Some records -
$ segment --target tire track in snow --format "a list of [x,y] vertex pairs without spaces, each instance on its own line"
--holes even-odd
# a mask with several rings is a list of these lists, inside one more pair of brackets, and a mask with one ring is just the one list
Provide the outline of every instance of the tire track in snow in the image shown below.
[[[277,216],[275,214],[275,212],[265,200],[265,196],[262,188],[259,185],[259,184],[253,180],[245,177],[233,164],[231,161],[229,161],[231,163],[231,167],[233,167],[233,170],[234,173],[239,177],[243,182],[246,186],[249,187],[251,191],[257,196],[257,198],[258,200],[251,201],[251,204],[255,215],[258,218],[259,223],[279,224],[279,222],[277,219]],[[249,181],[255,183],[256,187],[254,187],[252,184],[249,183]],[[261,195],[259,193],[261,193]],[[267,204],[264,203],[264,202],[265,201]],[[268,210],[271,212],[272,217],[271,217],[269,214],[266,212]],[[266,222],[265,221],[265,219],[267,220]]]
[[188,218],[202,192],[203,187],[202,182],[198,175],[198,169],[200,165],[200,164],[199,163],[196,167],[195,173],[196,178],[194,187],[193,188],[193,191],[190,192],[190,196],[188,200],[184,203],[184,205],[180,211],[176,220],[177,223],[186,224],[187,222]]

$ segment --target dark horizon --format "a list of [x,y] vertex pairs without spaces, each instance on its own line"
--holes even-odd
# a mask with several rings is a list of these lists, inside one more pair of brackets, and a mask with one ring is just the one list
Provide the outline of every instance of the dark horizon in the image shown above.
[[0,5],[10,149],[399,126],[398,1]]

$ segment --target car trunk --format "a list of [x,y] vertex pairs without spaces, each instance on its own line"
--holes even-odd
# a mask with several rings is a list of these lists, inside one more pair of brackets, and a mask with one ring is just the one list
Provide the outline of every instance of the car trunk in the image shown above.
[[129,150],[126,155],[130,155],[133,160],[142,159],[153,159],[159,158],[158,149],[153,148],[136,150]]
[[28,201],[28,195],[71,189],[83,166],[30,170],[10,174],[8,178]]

TASK INSTRUCTIONS -
Copy the lines of the records above word for word, starting at the line that contains "segment --target dark" and ending at the end of the records.

WRITTEN RESPONSE -
$ segment --target dark horizon --format "a list of [x,y] vertex pairs without spaces, each instance on its own line"
--holes even-odd
# a mask with several rings is a list of these lists, inside one more pair of brackets, and a mask with one ring is just the one list
Provide the outline of every instance of the dark horizon in the image shown above.
[[0,5],[10,149],[399,126],[398,1]]

$ segment --target car trunk --format "a list of [x,y] vertex pairs without spaces, each instance on its own line"
--holes even-odd
# a mask with several rings is a list of these lists, inside one more pair of brackets, and a mask with one ring is just the one list
Provide the outline of every instance of the car trunk in the image shown above.
[[129,150],[126,155],[130,155],[133,160],[142,159],[153,159],[159,158],[158,149],[153,148],[136,150]]
[[28,201],[28,195],[71,189],[83,166],[30,170],[10,174],[8,178]]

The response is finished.